• Instructions for the task
Give the data again, word for word.

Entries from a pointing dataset
•••
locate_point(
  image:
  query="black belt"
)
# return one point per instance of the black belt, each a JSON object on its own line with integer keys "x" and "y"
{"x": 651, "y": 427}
•••
• Written answer
locate_point(
  image:
  query="black belt"
)
# return one point per instance of the black belt, each a JSON object on its own line with integer keys "x" and "y"
{"x": 651, "y": 427}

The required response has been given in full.